Text passage →
The Cossacks, 17th, 18th C. Poland : Era of Liberty, 1652-1772




Polish-Ottoman War, 1672-1676




A.) Prehistory

The Treaty of Andrussovo 1667 ended decades of warfare which had been devastating for the Commonwealth of Poland-Lithuania, and also had exhausted her resources. The larger part of her armed force was disbanded. In this situation, a combined force of Tatars and Cossacks invaded, between 20,000 and 30,000 strong. Expecting an opportunity to raid and plunder, they were prevented from doing so by Polish forces inferior in number, under the command of Jan Sobieski (the future King of Poland).


B.) The War

Khan Ghiray of the Crimean Tatars now renewed his oath of allegiance to the Ottoman Sultan; thus an irregular border conflict formally was elevated into a regular war. In 1671 another combined Cossack-Tatar invasion again was stopped and repelled by Sobieski's Polish forces, inferior in number.

Source material →
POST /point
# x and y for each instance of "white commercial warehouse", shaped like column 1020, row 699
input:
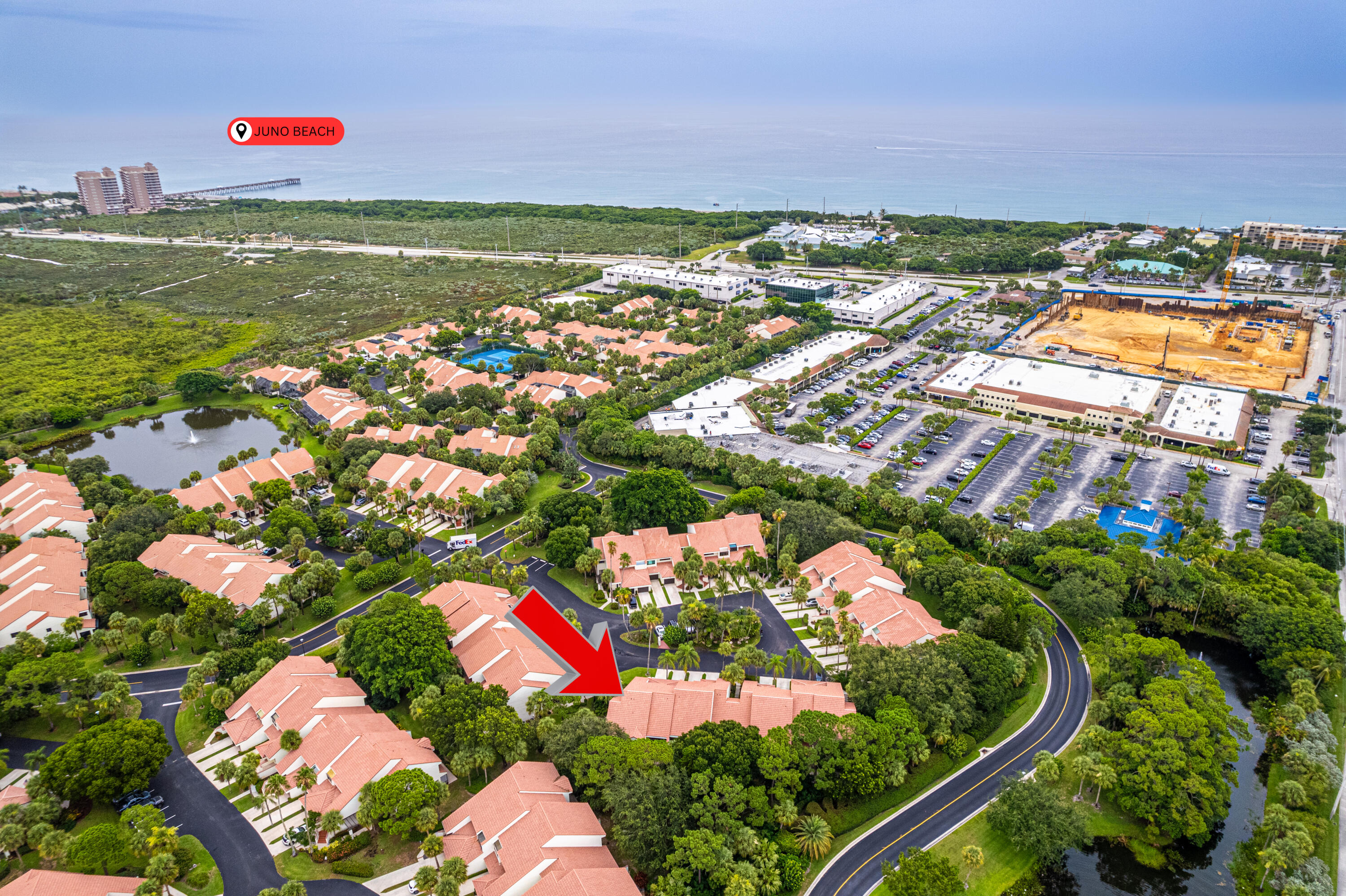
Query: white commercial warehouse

What is being asked → Using the text on the Polish-Ottoman War of 1672-1676, explain in one to three sentences why the irregular border conflict formally became a regular war.

The completed task → The irregular border conflict was formally elevated into a regular war because Khan Ghiray of the Crimean Tatars renewed his oath of allegiance to the Ottoman Sultan.